İstek: Kitle medyası metnindeki "Kitle medyasının bir" ifadesinden "teknolojilerini yenilemek zorundadır." ifadesine kadar olan bölümü, "popüler kültürü" ifadesini "tüketim kültürünü" olarak değiştirip yeniden yazın.

Metin bölümü:
Kitle medyasının bir başka özelliği de, sıradan insanı kendi  kültüründen koparıp, ona popüler kültürü empoze etmeye yönelik oluşudur. Evrenselleşmiş, doğal olanı yapaya, doğal kültürü de yapay kültüre dönüştürmek amacındadır. Kuşkusuz medyanın bu alandaki başarısını birazda teknolojik gelişmeye bağlamakta yarar var. Yani Kitle Medya ne denli teknik, ne denli modern ve ne denli gelişmiş olursa, amacına ulaşma şansı da o ölçüde artar. Çağın gerektirdiği gelişmelerin dışında kalırsa, çağa ayak uyduramazsa, Kitle Medya’ nın görevi de orada biter. O nedenle medya öncelikle kendi teknolojilerini yenilemek zorundadır.

Gösterilen girdiler:
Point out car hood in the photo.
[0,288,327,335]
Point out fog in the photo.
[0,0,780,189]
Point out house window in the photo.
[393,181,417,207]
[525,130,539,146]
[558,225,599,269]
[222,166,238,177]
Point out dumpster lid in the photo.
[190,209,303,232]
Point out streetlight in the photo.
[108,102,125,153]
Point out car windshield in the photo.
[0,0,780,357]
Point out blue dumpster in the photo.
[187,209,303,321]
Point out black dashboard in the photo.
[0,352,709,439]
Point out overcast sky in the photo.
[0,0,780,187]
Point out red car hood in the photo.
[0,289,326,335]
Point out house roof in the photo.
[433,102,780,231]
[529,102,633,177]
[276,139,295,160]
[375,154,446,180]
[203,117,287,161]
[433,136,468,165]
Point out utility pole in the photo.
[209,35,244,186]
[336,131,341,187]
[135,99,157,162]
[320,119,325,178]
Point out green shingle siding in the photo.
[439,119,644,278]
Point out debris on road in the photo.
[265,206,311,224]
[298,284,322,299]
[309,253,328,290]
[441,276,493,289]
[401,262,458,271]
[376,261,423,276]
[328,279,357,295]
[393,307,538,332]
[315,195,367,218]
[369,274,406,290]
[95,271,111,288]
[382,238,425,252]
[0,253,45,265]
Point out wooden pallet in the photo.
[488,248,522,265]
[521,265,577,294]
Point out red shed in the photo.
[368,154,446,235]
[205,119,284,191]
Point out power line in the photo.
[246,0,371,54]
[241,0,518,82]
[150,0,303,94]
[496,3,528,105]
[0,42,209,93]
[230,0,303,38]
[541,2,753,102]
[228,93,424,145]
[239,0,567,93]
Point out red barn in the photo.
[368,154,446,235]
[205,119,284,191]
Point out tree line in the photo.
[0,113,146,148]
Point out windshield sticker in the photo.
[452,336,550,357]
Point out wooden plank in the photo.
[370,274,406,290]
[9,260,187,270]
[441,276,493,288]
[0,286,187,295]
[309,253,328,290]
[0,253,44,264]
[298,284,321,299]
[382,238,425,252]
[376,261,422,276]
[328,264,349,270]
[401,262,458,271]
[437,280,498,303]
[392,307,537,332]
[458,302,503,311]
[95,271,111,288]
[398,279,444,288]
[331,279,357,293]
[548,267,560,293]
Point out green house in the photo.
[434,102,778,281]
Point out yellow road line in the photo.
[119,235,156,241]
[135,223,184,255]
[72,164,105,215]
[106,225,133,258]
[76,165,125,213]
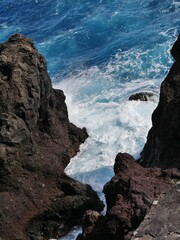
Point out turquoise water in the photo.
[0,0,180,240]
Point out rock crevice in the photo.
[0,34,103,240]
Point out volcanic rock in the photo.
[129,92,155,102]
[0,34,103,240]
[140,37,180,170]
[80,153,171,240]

Sorun çözümü:
Kitle medyasının bir başka özelliği de, sıradan insanı kendi  kültüründen koparıp, ona tüketim kültürünü empoze etmeye yönelik oluşudur. Evrenselleşmiş, doğal olanı yapaya, doğal kültürü de yapay kültüre dönüştürmek amacındadır. Kuşkusuz medyanın bu alandaki başarısını birazda teknolojik gelişmeye bağlamakta yarar var. Yani Kitle Medya ne denli teknik, ne denli modern ve ne denli gelişmiş olursa, amacına ulaşma şansı da o ölçüde artar. Çağın gerektirdiği gelişmelerin dışında kalırsa, çağa ayak uyduramazsa, Kitle Medya’ nın görevi de orada biter. O nedenle medya öncelikle kendi teknolojilerini yenilemek zorundadır.